- **Les items**:
'''
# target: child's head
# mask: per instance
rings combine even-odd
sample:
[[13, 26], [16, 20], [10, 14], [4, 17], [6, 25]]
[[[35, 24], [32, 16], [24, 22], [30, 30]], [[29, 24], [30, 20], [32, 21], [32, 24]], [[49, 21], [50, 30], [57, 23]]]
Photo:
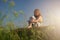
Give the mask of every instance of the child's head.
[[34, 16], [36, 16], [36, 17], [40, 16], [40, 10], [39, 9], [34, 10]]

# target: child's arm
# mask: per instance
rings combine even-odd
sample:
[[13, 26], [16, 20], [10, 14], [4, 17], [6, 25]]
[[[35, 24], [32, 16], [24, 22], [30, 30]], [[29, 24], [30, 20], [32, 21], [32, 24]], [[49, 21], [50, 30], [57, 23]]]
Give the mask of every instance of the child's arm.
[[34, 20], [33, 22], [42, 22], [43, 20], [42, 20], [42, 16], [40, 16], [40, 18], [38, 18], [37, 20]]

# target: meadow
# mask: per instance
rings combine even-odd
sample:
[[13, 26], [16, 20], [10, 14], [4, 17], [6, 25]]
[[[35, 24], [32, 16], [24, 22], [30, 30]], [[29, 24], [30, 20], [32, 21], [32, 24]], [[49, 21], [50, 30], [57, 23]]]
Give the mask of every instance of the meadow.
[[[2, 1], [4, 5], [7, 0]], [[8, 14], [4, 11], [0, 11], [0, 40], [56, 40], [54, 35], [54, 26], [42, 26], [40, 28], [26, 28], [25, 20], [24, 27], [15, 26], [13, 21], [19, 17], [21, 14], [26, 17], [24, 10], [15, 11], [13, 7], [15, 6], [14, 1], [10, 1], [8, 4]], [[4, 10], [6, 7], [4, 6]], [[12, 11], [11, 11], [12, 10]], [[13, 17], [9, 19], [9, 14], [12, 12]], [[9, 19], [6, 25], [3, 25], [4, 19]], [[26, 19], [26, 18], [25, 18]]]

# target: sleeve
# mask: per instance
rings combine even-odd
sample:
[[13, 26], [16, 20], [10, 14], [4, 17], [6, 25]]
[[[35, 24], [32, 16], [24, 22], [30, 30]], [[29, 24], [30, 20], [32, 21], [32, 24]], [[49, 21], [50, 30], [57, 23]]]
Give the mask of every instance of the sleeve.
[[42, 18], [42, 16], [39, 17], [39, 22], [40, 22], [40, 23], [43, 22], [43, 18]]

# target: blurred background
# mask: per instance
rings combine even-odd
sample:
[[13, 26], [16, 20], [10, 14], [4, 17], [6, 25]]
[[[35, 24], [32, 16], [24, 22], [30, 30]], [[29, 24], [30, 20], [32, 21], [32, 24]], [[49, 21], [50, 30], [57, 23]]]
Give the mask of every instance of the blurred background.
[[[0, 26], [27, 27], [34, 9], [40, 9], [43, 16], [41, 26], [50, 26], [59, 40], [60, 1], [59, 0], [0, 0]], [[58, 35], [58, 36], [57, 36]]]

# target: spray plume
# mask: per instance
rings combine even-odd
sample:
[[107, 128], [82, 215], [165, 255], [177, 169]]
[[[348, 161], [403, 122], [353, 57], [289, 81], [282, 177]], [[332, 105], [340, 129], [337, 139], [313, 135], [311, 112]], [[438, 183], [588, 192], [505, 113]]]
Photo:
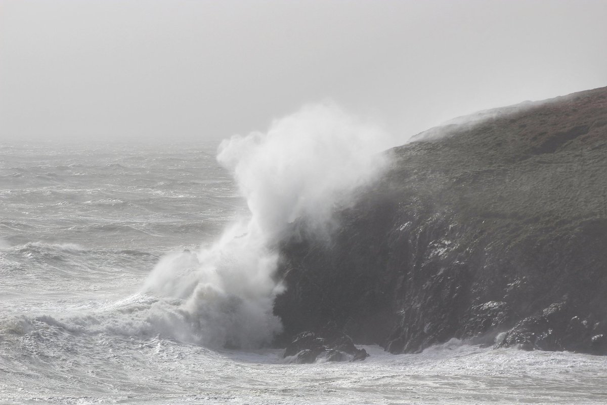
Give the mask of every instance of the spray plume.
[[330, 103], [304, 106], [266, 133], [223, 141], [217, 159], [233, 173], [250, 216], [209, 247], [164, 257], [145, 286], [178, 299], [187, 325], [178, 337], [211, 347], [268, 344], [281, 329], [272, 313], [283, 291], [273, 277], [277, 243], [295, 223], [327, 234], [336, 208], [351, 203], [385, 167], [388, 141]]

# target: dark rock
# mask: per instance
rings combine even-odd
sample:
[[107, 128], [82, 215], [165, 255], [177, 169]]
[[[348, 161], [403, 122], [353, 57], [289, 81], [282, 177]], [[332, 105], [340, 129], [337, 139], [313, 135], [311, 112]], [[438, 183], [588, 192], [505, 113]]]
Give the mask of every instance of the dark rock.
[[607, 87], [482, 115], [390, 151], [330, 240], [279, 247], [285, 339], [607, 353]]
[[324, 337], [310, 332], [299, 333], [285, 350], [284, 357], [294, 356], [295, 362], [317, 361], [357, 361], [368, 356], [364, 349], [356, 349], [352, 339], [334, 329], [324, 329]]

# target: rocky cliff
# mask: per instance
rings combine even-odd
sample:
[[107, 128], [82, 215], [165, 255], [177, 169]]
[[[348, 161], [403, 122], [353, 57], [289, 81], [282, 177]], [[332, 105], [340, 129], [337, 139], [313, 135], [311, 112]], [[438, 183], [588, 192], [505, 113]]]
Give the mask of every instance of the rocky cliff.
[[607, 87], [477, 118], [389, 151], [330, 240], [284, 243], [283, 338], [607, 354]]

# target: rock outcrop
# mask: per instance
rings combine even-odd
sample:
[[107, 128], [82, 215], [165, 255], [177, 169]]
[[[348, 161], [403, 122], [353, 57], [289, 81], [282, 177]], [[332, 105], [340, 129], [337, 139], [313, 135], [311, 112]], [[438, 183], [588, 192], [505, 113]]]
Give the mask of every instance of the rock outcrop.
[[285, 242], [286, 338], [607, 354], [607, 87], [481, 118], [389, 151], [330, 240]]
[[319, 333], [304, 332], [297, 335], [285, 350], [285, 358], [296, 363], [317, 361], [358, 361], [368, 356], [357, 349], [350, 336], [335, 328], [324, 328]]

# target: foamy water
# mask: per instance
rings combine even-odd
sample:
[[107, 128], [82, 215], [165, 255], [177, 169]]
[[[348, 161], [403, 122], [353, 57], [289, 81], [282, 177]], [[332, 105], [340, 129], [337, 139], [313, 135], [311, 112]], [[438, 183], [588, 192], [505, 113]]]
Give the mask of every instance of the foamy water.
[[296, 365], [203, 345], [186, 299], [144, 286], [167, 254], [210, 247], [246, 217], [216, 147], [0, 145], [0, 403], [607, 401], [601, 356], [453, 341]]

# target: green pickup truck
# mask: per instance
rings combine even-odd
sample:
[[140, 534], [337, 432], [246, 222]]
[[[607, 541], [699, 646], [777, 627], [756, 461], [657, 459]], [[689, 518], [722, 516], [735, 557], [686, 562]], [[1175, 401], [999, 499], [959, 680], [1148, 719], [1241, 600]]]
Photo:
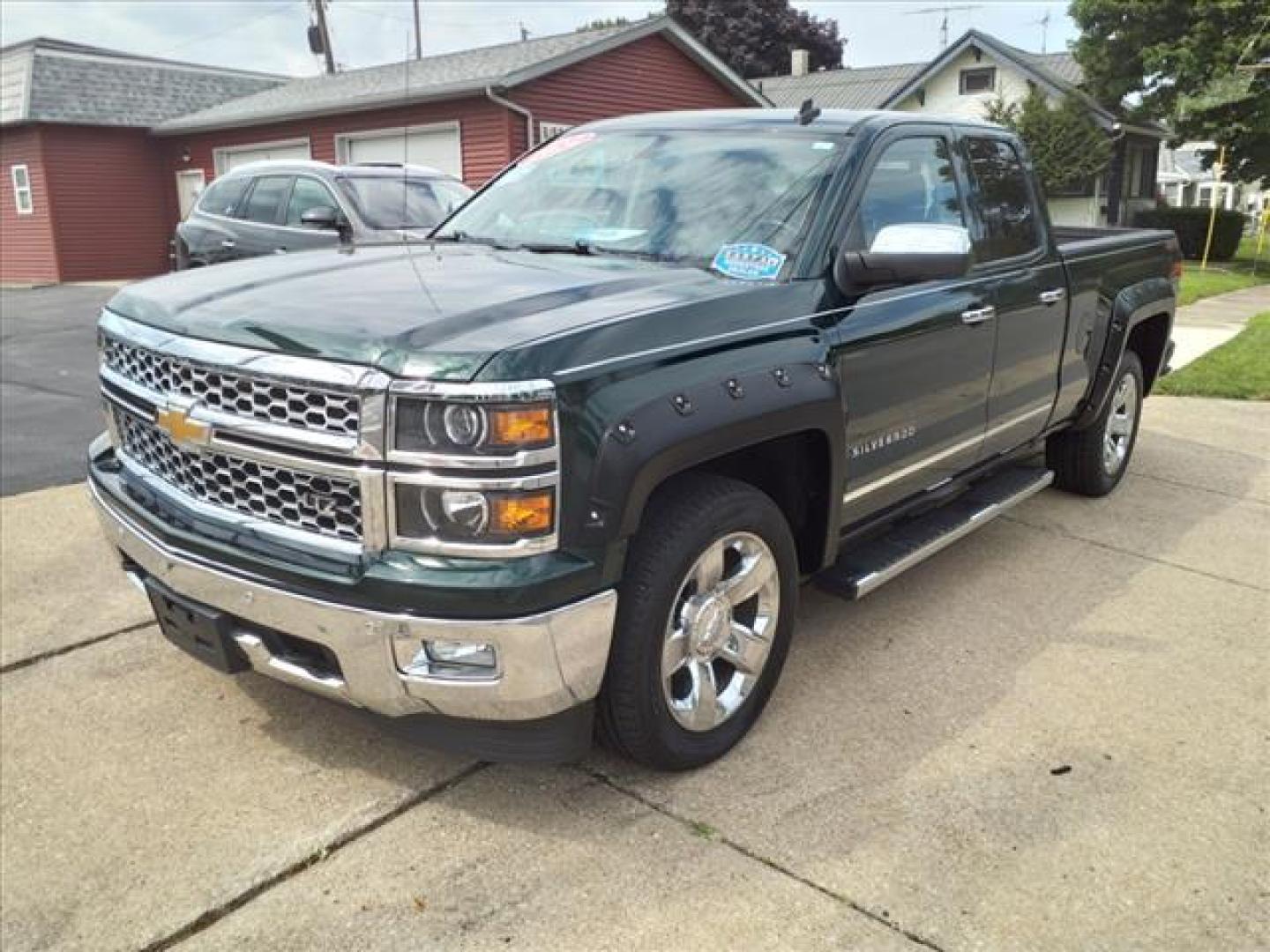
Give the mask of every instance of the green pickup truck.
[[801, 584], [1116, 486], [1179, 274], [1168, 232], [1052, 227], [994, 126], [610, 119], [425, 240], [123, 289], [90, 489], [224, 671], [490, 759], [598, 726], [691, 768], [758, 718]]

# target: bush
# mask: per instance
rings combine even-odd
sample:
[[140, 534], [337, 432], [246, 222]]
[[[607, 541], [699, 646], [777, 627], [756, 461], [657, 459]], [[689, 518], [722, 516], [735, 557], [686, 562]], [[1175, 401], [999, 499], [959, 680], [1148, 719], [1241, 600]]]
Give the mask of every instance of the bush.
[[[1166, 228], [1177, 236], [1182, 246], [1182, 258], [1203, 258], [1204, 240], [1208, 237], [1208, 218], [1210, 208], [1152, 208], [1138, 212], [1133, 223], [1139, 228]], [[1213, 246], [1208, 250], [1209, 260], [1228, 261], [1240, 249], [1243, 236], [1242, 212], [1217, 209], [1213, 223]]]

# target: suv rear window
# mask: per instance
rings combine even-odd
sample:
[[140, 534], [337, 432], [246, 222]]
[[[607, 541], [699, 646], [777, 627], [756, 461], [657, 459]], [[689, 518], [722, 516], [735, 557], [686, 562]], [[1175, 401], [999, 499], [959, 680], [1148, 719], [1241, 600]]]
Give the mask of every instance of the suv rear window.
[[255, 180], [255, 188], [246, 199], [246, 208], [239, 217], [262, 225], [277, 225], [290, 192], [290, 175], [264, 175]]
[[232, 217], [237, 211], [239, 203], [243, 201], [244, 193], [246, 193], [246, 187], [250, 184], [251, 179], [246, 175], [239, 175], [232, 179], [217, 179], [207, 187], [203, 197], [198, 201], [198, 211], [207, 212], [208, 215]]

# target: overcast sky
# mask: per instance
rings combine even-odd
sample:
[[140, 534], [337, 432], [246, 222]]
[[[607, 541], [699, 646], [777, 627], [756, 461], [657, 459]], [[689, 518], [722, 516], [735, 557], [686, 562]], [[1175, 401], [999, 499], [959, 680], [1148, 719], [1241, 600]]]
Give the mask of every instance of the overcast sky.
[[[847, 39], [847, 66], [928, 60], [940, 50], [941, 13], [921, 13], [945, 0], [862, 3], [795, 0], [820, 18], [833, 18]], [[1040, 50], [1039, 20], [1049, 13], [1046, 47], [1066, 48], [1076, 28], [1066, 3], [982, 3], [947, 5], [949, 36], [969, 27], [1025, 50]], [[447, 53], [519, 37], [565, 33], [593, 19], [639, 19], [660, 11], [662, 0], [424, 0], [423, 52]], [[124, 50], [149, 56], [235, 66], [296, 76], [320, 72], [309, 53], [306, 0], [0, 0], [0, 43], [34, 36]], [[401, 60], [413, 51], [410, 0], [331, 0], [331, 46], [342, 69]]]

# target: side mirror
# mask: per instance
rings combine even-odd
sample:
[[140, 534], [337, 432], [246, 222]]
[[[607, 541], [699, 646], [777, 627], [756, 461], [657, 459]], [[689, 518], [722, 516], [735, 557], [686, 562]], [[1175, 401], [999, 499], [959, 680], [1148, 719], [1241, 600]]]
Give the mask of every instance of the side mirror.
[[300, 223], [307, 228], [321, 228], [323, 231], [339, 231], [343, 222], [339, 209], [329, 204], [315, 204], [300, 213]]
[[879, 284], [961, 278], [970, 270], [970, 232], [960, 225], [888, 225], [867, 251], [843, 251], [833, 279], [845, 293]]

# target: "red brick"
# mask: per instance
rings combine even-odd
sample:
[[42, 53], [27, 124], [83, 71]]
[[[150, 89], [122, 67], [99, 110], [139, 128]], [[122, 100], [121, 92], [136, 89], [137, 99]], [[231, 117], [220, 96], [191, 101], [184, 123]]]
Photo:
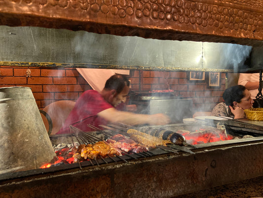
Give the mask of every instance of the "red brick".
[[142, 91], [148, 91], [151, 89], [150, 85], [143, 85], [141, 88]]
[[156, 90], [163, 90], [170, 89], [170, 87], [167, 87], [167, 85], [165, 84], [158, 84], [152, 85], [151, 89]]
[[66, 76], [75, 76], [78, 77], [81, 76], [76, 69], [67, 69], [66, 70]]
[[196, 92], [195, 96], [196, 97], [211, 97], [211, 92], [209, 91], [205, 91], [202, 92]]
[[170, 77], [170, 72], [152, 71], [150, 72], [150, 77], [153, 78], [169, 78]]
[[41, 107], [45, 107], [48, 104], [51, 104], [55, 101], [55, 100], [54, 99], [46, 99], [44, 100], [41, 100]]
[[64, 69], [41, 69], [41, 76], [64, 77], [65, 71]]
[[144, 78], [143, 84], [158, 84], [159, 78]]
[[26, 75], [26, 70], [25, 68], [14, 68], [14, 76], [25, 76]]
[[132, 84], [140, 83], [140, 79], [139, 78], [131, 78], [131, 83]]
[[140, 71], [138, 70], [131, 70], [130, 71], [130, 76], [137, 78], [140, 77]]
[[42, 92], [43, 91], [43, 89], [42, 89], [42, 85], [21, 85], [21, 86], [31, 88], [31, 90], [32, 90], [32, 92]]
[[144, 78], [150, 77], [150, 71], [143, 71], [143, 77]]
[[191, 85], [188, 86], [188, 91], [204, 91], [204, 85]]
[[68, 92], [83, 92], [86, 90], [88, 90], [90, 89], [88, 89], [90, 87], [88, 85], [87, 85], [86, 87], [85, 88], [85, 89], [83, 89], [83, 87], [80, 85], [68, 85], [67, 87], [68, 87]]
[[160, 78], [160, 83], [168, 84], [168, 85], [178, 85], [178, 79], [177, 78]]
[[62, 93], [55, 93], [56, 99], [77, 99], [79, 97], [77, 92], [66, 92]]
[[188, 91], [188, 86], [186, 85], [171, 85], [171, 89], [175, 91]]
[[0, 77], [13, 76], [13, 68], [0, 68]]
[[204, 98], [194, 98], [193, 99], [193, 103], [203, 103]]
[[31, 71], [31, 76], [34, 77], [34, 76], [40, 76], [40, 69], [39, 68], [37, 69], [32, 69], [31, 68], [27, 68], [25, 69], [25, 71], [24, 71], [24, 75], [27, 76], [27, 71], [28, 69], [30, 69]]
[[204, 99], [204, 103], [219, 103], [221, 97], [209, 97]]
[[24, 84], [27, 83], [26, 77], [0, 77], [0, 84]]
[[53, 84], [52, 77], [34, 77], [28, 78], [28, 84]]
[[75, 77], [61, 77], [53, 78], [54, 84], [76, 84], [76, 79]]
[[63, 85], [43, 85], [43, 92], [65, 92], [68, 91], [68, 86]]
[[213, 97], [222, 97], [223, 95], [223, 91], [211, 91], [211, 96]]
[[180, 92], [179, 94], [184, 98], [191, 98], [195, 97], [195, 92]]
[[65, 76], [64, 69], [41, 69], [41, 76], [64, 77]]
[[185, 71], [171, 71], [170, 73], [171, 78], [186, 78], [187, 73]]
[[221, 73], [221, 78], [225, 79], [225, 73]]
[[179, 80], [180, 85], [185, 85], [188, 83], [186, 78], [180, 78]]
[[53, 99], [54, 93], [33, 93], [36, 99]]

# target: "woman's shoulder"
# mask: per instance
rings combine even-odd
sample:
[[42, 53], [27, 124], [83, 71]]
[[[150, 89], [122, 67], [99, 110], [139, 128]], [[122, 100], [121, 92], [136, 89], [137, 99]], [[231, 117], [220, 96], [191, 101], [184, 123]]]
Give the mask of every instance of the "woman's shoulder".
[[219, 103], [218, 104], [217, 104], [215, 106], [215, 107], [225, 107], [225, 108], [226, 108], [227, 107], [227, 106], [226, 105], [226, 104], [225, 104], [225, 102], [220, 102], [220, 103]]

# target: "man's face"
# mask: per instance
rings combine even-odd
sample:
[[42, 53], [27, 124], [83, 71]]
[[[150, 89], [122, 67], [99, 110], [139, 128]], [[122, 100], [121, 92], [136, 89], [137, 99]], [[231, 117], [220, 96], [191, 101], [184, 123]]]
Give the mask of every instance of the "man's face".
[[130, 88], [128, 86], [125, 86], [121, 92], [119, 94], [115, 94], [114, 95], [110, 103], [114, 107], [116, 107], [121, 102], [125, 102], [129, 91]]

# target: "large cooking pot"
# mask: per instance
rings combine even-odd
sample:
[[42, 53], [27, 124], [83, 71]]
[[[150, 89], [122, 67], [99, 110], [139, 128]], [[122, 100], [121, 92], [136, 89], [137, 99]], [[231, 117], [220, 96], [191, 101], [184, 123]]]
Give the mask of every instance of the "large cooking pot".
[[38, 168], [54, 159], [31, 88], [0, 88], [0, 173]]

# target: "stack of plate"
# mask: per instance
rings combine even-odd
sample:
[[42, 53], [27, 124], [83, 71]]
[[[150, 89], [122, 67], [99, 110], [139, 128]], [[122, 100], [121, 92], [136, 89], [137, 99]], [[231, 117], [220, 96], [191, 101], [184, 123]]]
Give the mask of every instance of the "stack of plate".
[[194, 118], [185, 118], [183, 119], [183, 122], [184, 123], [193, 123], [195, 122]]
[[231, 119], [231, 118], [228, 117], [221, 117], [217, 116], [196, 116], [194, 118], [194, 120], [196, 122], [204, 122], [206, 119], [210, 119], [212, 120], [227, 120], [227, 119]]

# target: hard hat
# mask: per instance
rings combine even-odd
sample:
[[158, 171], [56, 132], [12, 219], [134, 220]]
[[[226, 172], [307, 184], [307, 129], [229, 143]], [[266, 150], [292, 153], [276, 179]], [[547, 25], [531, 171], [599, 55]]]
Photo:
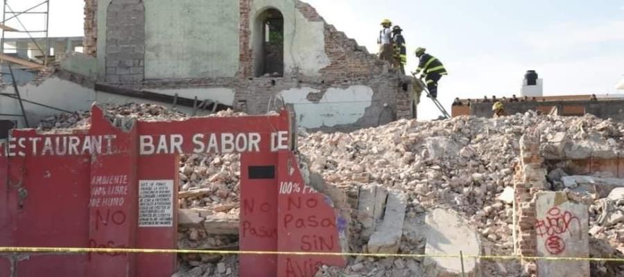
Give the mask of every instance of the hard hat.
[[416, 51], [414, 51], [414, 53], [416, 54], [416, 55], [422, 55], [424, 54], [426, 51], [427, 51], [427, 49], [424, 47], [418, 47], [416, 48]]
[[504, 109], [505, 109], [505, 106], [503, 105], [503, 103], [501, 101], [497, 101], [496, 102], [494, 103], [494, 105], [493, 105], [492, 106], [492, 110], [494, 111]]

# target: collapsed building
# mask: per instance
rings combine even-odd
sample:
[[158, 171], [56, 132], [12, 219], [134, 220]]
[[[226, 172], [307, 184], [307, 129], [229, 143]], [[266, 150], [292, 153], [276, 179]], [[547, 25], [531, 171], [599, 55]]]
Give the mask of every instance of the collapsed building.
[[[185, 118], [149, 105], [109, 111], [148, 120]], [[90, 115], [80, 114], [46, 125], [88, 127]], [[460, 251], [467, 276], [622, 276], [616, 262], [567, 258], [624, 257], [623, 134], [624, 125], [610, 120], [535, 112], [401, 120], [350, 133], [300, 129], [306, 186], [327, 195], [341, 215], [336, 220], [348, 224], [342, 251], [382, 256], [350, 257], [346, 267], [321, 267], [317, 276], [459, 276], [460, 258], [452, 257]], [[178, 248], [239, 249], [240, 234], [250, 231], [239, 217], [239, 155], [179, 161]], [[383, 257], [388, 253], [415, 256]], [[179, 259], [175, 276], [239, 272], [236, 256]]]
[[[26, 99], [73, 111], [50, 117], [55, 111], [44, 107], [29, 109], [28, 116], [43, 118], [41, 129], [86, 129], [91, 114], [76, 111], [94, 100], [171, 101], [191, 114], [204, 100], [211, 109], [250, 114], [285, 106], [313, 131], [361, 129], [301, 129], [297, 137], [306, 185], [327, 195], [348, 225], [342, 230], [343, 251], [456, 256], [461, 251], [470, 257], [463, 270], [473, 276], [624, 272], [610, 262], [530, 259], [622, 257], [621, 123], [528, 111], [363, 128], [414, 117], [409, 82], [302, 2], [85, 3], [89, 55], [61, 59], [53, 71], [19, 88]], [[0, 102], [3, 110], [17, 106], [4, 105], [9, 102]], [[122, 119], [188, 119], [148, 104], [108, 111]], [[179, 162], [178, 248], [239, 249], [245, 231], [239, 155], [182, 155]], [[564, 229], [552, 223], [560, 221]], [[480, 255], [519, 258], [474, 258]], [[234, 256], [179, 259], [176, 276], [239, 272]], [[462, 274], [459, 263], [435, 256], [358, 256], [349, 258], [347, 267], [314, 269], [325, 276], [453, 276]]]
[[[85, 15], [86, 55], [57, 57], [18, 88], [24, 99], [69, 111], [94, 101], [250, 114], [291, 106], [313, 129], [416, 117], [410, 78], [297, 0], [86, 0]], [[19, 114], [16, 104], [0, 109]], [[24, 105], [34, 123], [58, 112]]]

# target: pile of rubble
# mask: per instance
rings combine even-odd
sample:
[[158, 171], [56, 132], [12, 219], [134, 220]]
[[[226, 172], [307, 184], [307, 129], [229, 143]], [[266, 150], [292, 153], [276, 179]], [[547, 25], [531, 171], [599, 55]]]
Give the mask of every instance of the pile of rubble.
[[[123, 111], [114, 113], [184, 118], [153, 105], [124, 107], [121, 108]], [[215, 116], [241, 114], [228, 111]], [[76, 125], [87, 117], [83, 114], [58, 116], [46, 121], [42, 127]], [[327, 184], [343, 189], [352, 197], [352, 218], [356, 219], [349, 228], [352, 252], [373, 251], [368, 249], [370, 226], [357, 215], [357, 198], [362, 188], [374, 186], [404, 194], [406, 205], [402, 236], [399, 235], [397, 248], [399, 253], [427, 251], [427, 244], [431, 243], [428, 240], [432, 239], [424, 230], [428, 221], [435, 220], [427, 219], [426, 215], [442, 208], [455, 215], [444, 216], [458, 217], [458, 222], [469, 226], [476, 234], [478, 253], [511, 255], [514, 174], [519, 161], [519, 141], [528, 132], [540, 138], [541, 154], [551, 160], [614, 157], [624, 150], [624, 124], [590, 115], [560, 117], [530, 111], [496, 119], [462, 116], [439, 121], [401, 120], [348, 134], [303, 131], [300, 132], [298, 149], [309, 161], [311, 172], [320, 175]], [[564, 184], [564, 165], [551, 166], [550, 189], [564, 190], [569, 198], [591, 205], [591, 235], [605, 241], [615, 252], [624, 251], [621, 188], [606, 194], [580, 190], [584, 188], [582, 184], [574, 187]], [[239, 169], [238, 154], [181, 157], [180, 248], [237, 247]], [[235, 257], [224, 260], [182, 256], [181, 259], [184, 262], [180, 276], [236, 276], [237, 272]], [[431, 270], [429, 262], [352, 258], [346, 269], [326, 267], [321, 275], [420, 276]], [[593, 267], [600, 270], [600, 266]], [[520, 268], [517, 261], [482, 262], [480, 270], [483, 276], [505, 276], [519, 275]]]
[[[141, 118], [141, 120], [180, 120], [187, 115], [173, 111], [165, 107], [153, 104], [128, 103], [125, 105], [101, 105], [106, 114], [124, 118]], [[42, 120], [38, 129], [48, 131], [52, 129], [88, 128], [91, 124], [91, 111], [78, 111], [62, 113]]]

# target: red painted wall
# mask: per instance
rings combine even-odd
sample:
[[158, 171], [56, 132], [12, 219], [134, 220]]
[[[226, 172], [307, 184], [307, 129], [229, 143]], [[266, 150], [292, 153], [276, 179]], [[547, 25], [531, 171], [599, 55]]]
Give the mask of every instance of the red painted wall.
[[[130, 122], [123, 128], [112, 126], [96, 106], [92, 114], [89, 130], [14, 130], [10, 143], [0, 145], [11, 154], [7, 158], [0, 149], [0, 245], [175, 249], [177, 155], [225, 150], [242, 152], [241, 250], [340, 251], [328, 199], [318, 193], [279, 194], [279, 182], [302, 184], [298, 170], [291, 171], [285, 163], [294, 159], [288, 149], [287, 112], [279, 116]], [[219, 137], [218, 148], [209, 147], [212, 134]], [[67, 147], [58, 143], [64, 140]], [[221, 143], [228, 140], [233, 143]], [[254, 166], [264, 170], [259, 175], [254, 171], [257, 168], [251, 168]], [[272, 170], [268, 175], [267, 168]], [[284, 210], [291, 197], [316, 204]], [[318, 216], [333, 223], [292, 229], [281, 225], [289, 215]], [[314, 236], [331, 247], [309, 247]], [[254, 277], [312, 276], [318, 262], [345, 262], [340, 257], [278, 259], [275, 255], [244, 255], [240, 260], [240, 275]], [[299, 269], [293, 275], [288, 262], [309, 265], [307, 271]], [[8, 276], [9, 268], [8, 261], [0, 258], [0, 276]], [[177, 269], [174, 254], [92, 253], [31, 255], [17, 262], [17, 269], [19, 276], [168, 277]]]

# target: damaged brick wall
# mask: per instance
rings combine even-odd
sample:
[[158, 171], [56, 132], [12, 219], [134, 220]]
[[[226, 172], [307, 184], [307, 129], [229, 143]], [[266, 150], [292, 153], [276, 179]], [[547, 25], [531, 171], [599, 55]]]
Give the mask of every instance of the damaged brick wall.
'''
- **Énoncé détaillé**:
Mettez sous forme de liste numérotée les lignes des items, du début jusqu'à la ligne contenant « 9], [34, 10]] », bornes comprises, en omettant les lignes vides. N'incluez pas les images dans la réponse.

- **Réponse rédigée**:
1. # target: child's head
2. # mask: per instance
3. rings combine even-odd
4. sample:
5. [[13, 26], [16, 20], [10, 14], [4, 17], [6, 25]]
6. [[[35, 24], [32, 16], [24, 22], [30, 30]], [[29, 24], [30, 20], [32, 21], [32, 24]], [[49, 21], [50, 30], [57, 23]]]
7. Photo:
8. Give the mask of every instance of the child's head.
9. [[34, 16], [36, 16], [36, 17], [40, 16], [40, 10], [39, 9], [34, 10]]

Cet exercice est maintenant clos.